#### [TASK OBJECTIVE]
Across the whole listing, copy out every line that includes the string "people".

Content starts

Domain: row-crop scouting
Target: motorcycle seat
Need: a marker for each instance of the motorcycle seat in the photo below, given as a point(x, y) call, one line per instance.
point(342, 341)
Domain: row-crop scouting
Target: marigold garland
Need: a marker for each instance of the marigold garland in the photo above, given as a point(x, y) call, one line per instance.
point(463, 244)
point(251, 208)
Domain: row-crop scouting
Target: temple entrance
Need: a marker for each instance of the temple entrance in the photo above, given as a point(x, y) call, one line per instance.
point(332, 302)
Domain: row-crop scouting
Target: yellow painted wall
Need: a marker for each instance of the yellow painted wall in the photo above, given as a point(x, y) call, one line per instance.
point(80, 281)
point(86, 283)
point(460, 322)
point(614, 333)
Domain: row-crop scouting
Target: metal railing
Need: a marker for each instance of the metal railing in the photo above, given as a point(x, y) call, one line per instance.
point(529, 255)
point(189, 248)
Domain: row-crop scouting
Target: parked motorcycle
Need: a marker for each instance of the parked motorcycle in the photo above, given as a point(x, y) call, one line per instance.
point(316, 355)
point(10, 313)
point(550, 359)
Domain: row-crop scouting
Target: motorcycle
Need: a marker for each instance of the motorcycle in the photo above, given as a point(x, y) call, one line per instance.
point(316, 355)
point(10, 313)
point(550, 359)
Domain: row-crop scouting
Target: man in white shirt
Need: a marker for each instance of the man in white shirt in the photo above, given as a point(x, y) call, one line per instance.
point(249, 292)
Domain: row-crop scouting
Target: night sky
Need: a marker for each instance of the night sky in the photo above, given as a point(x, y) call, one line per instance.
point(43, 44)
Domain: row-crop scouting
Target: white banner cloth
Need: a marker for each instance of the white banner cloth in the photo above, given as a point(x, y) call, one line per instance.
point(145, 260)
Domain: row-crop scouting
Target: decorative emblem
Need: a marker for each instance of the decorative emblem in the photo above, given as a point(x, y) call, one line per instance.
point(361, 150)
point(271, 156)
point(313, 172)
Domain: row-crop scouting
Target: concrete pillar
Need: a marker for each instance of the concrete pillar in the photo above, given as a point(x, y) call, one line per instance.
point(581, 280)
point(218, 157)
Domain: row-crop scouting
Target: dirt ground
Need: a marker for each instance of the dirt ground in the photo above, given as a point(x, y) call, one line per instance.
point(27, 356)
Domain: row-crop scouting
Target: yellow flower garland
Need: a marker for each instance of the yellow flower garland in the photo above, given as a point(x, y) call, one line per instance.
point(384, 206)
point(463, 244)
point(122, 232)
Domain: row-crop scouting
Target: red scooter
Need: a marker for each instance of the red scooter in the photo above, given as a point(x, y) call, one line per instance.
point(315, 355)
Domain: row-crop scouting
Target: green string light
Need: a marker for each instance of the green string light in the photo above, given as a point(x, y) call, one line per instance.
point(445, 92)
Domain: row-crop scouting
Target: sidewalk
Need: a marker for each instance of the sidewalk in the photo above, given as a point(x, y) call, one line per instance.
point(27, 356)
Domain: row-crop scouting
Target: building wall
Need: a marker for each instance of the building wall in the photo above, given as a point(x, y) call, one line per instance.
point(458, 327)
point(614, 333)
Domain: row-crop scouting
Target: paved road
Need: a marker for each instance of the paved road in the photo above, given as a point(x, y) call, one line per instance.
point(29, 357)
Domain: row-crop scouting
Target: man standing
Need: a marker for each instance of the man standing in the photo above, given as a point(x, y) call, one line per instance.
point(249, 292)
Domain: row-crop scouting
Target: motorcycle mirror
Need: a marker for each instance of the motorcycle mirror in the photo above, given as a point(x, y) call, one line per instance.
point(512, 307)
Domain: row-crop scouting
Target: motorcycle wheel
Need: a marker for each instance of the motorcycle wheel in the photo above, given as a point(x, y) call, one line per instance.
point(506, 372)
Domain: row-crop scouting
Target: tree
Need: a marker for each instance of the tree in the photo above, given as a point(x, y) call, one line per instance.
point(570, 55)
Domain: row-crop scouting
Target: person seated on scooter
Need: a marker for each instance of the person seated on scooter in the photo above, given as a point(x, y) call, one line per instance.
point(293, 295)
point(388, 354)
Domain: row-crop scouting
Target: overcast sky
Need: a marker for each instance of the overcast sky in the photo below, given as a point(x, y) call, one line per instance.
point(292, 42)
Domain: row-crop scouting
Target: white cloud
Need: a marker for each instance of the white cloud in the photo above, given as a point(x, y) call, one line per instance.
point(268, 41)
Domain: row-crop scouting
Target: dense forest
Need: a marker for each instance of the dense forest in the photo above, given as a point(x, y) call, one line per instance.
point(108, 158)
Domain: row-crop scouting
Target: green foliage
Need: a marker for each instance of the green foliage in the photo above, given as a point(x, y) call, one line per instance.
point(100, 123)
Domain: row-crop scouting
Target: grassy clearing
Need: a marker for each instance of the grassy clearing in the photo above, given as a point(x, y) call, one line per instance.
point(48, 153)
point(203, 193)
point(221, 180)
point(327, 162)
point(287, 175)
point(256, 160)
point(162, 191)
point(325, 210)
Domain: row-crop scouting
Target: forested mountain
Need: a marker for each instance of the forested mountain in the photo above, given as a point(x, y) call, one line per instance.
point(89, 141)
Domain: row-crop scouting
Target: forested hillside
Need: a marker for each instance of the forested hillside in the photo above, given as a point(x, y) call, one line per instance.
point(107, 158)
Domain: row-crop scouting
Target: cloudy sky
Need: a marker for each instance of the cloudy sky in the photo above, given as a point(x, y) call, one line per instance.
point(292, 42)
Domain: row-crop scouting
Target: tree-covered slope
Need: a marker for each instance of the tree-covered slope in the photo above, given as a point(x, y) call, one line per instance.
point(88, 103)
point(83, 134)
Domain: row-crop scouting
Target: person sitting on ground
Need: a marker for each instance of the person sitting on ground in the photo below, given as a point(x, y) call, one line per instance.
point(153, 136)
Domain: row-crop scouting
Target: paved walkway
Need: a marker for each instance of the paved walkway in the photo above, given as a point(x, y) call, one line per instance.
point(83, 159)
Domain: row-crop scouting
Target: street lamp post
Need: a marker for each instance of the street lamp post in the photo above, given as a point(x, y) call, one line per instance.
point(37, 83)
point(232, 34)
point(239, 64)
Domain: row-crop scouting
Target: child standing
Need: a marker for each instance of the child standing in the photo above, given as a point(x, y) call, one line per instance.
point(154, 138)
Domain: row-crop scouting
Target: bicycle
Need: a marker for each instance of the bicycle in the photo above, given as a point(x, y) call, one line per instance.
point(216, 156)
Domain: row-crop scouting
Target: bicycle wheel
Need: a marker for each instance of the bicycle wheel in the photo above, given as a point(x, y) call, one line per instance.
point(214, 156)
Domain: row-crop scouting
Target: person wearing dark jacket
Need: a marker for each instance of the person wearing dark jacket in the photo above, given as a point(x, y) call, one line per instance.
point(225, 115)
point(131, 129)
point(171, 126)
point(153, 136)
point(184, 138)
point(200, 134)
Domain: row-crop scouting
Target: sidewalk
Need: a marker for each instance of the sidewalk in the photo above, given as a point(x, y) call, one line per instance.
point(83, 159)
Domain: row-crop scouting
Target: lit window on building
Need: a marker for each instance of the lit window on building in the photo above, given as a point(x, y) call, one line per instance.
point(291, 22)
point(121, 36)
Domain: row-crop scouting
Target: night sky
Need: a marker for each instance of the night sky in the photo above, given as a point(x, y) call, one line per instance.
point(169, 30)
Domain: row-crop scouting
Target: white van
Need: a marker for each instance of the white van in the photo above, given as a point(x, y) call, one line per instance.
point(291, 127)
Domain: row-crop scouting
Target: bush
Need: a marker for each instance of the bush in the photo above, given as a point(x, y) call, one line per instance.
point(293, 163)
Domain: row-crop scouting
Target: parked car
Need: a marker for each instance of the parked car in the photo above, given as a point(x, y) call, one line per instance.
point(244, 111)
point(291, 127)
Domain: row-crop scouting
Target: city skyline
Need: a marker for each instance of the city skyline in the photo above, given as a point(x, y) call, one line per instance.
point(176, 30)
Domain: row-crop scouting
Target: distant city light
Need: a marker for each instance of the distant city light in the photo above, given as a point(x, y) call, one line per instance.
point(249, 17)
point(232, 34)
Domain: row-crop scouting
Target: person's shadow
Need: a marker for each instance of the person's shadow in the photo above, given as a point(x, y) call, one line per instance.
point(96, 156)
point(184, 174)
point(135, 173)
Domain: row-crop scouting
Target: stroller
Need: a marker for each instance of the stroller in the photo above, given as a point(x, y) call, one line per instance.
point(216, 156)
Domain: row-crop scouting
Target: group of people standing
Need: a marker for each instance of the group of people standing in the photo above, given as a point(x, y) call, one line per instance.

Content ends

#### [SOLUTION TO THIS TASK]
Target: group of people standing
Need: a marker for each instance of the group of people standing in the photo above, given as a point(x, y) call, one line per instance.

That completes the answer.